* What to do *
Write out the lines below again, requests included, starting with the line that contains "Practice. Spot the eyelash" and going on through the last line. Shift every coordinate in the answers by -53.

[Stored items]

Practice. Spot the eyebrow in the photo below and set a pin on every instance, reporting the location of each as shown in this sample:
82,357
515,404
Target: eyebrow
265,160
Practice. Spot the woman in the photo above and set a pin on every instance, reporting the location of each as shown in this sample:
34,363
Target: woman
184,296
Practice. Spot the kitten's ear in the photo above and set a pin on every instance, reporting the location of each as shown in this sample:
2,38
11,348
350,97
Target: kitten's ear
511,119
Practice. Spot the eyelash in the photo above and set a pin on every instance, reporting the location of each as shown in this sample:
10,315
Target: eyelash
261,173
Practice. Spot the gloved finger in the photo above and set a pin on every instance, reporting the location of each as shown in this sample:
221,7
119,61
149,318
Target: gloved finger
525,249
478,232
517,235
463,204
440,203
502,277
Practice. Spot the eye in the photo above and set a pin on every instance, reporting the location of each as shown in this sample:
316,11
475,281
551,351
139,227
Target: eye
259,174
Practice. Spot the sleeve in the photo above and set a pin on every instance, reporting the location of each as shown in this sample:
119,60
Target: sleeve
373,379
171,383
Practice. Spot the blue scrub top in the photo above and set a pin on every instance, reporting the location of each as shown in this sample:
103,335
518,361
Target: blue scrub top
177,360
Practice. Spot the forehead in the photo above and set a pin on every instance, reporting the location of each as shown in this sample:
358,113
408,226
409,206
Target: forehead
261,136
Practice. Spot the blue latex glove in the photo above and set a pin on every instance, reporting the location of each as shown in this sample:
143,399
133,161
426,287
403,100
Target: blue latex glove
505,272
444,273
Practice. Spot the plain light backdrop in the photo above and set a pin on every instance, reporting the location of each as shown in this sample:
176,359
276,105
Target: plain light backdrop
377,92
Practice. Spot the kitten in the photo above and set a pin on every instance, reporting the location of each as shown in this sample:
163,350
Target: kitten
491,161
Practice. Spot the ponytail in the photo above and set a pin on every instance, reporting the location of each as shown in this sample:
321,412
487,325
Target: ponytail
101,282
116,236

* Exercise answer *
Practice. Spot the eyelash in the photo above and set a pin on every instance, reporting the location of each as shown in this sample:
10,315
Target: eyelash
208,120
Practice. Spot the gloved finger in the photo above and set a pin on every instance, reporting the location of each as shown in this sample:
221,7
119,61
149,318
Target: gloved finger
472,196
425,179
464,182
410,151
387,150
449,224
Practice. Spot the eye in the photo above and set a pin on every instance, reporting the location of each as shown in this sample:
316,11
475,281
551,351
139,227
Target: eye
206,121
Practice. Spot the sleeve in the photo above and set a pin on every instance, reporting the location of each as shown in this sample:
119,60
Target: sleeve
320,326
118,330
Practice. Spot the blue scrub top in the photo above and set a pin on every instance, reporting the location of each as shown in this sample:
103,335
518,361
Target: blue scrub top
124,307
Practice. Spot the forehead in the photo above and set a pin on every instance, reporting the location of each as shown in this sample:
358,113
408,226
409,206
Target: forehead
208,83
Practice. Spot the blue latex glove in the photo above and set a pin on every instance, reporting the location of each as shown in this sample:
143,399
133,161
426,287
403,100
Target: blue latex glove
452,219
391,220
Practice. Spot the plain light backdrop in the photo above and set a pin on every instance, reporting the location of each as shown in this sample:
176,359
276,105
Target: plain light backdrop
324,39
Practice. Spot the kitten in the photo above and set a pin on every instance, reporting the location of each as shown in this sample:
163,350
Target: kitten
438,108
Practice. Spot the ponytail in the photo above and set a pin on every instance, reporting the location of each as shown in this sample:
321,412
487,325
Target: ponytail
48,229
63,183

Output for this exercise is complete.